**What this task involves:** Show every line in the rows below that contains the string "long".

**Material shown:**

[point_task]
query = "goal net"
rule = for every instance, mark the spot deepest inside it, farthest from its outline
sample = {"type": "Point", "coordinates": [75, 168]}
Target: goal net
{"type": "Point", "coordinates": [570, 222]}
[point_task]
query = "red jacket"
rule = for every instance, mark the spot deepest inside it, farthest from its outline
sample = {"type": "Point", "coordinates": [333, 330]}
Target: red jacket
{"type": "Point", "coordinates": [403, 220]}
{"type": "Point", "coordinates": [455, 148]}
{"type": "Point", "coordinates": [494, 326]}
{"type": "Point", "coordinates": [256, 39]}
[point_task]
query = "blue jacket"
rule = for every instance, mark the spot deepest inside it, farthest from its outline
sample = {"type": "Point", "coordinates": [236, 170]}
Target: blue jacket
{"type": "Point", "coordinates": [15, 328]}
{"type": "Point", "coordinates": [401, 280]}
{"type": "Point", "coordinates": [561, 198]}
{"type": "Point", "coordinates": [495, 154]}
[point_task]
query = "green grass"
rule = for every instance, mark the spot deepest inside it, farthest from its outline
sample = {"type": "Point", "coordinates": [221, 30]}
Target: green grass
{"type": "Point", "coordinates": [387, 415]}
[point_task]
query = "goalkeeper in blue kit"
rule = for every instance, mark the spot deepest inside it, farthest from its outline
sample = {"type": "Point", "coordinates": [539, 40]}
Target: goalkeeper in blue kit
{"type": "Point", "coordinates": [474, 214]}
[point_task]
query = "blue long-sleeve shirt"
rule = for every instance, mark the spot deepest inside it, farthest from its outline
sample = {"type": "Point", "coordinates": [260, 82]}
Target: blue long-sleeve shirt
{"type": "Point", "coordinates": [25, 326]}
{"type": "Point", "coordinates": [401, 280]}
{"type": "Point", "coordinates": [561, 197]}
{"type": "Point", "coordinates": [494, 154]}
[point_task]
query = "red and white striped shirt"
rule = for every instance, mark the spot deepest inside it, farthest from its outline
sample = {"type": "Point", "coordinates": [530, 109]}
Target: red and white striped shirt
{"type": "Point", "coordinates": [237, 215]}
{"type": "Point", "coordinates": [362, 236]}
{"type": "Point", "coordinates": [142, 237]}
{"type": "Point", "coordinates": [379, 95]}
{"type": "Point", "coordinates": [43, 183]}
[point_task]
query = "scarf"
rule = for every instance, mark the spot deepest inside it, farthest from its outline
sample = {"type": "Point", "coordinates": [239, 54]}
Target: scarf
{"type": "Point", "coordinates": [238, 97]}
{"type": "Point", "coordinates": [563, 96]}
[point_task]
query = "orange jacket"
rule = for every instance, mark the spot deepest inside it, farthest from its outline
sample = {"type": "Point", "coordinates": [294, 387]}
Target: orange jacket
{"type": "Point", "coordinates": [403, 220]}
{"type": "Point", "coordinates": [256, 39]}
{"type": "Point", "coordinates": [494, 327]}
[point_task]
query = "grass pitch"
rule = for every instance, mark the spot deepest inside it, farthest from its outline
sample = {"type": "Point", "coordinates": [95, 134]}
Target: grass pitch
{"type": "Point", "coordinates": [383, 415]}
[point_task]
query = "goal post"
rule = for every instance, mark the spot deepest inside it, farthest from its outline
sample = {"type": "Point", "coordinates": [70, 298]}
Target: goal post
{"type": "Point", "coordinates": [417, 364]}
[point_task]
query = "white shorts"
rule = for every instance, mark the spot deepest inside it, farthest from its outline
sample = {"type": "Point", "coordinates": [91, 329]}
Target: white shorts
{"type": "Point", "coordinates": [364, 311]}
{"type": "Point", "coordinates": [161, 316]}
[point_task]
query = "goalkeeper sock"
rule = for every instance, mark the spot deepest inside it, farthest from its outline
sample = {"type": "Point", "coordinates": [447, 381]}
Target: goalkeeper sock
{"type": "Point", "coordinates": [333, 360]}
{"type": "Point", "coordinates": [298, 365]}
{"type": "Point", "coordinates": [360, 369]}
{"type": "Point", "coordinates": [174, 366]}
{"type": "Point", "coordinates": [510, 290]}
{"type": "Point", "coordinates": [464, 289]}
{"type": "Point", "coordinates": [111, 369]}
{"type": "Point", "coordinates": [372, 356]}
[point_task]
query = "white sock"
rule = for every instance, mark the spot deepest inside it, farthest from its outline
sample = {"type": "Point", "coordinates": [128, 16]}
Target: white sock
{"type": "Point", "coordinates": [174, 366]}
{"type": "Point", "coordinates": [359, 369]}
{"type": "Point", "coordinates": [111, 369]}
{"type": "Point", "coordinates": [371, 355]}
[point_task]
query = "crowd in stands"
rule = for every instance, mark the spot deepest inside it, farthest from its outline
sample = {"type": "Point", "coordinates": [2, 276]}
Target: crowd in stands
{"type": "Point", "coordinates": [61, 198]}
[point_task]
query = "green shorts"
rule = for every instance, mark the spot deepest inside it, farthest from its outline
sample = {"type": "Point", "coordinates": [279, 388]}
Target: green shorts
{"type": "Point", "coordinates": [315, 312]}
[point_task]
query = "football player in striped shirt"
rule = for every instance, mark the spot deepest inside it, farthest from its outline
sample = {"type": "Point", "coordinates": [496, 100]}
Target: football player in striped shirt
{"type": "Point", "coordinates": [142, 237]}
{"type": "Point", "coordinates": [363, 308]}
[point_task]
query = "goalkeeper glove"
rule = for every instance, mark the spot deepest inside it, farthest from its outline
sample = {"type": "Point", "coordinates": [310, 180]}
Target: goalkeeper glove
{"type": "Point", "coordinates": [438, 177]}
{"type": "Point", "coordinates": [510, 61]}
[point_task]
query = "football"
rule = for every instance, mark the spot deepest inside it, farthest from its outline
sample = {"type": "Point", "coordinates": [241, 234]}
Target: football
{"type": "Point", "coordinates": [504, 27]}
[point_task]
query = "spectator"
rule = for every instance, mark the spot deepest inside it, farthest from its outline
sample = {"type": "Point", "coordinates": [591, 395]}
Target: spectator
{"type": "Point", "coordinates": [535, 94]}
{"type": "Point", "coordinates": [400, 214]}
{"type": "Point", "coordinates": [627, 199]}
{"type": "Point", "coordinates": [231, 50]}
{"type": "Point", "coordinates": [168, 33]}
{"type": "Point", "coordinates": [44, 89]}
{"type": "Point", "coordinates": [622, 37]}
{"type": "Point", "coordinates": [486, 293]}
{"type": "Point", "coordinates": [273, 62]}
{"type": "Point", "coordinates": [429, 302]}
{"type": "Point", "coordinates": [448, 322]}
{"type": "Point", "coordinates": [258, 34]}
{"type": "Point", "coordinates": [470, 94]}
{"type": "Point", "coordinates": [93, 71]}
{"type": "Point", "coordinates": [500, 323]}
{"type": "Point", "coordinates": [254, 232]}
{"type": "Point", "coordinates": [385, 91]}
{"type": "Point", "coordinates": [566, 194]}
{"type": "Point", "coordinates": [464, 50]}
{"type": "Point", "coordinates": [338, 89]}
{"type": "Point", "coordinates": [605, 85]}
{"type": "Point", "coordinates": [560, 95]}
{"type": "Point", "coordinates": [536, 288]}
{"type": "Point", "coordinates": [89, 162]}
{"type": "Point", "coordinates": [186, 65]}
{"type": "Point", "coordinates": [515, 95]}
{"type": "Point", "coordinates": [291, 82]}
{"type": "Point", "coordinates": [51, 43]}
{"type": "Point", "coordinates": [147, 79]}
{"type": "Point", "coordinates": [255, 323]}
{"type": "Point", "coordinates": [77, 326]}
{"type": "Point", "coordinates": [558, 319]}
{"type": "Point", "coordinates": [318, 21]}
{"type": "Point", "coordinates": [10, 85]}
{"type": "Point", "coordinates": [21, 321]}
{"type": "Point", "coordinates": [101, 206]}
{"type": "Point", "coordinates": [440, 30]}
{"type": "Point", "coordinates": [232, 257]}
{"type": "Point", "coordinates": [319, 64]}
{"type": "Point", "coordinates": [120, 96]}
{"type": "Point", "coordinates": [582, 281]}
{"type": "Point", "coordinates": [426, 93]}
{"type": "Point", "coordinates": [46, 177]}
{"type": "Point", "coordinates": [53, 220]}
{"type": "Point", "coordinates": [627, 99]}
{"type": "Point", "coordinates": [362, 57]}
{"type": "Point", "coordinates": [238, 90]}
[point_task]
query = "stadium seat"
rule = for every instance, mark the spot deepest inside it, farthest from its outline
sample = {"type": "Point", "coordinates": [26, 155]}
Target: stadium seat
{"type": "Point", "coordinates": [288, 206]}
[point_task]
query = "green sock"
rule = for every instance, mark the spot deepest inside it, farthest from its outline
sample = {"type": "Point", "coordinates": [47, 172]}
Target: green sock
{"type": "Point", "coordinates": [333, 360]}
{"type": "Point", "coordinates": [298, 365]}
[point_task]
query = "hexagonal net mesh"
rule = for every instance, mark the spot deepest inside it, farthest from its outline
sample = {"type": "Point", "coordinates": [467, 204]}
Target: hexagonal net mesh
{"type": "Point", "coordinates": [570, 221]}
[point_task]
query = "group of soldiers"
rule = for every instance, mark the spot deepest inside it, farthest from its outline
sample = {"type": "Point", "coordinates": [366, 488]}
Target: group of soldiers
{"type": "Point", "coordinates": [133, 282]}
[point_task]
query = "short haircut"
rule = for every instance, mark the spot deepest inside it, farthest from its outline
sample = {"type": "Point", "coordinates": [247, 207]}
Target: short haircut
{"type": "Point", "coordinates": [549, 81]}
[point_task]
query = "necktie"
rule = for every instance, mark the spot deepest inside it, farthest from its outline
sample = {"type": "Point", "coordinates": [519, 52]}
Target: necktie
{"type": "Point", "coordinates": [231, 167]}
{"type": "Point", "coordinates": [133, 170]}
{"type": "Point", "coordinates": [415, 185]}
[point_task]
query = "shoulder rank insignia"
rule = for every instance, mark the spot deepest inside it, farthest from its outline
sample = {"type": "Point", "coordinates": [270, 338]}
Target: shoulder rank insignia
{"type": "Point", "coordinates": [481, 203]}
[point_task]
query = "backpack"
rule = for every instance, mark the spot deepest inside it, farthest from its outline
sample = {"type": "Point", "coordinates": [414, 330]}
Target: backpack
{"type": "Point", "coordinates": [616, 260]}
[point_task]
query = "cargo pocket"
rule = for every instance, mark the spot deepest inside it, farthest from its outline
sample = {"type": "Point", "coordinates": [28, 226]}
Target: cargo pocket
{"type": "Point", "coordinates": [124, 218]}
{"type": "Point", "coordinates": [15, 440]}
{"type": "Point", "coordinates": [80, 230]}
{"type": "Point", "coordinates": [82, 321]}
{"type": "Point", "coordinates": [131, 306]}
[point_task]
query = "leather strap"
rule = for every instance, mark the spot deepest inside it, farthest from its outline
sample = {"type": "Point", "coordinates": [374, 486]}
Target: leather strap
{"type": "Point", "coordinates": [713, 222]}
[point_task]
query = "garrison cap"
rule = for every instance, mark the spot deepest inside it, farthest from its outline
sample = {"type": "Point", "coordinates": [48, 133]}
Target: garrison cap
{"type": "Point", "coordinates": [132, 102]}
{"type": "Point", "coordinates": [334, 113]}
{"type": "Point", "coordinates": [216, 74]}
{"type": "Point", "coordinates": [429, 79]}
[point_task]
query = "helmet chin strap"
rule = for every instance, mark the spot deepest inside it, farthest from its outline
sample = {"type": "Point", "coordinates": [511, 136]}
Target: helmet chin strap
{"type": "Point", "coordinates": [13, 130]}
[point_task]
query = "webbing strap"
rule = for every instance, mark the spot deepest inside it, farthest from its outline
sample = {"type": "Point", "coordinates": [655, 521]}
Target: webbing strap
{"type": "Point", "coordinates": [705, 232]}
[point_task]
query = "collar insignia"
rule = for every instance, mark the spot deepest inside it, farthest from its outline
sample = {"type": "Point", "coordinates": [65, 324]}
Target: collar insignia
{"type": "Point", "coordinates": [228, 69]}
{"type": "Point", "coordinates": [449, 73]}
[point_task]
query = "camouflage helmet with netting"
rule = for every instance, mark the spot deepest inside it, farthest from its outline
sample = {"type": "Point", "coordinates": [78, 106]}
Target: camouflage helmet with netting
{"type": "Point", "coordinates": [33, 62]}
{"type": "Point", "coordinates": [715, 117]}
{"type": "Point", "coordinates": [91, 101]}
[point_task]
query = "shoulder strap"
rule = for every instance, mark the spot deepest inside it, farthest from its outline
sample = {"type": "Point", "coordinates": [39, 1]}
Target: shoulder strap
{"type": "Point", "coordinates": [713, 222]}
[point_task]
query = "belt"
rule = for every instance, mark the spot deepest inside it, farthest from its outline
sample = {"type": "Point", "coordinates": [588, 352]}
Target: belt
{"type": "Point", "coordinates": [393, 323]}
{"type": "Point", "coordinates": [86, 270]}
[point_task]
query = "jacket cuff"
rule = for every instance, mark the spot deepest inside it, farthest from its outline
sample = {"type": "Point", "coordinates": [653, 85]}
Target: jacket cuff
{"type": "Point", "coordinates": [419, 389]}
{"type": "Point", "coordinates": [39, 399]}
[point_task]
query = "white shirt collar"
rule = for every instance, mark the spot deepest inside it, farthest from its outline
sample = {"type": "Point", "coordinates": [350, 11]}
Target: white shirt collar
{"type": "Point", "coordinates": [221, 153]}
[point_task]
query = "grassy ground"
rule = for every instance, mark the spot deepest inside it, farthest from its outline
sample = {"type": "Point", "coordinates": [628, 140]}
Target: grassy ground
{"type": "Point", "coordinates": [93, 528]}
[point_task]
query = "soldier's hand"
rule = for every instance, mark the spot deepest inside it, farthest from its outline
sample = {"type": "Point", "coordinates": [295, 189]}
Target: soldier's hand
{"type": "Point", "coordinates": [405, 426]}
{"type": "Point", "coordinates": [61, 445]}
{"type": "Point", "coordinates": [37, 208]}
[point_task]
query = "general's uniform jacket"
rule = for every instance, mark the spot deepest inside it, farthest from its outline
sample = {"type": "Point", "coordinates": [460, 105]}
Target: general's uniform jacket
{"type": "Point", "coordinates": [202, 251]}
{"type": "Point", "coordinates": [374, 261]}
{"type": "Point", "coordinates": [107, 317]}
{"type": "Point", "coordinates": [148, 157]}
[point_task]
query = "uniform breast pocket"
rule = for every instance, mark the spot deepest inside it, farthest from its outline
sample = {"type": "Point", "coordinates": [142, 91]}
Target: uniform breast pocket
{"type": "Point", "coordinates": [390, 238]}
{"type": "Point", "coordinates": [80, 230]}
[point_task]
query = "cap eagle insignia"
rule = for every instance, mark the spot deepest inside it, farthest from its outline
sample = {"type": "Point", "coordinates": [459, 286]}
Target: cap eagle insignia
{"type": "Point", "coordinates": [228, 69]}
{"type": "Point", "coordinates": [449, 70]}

**The output:**
query = "blue long-sleeve shirt"
Target: blue long-sleeve shirt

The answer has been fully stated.